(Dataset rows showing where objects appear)
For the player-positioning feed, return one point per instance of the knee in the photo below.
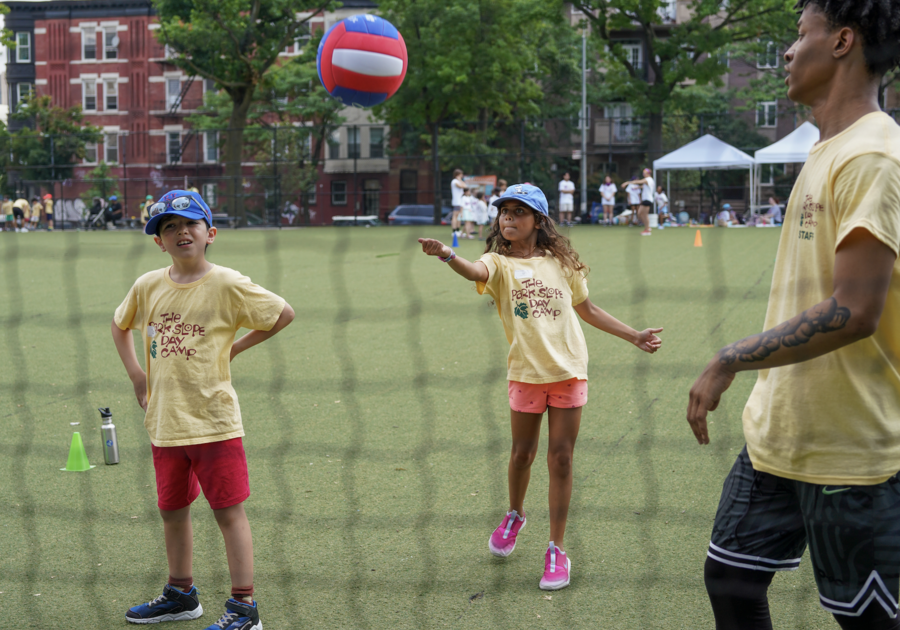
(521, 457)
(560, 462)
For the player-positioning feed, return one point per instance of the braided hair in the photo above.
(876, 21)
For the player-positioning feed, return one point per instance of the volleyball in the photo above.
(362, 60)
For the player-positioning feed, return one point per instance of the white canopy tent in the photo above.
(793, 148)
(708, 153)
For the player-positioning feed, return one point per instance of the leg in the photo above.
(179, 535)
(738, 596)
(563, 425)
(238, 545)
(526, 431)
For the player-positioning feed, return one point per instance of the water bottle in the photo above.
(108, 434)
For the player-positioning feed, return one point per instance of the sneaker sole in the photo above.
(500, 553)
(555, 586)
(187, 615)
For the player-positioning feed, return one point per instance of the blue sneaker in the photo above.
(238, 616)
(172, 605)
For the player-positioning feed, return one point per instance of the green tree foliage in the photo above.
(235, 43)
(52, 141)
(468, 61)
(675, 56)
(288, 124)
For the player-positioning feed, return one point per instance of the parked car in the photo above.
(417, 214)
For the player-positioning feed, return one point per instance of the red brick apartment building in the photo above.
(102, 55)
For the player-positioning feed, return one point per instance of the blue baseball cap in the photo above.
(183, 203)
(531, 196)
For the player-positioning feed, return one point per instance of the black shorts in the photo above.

• [Exercise objective]:
Please copy the lines from the one containing "building in the photo above." through the end of the listing, inclusive, keeping the request lines unchanged and rescaling each point coordinate by 1.9, rounded to a whole number with halves rounded up.

• [Task response]:
For the player-positioning feed, return one point per instance of the red brick apartment building in the photo above.
(194, 105)
For the player-positioning feed, return one point per instance of the blue baseball cap in the photo above.
(348, 386)
(1009, 372)
For the player-positioning feed, return one point per instance of the black shorts in the photo above.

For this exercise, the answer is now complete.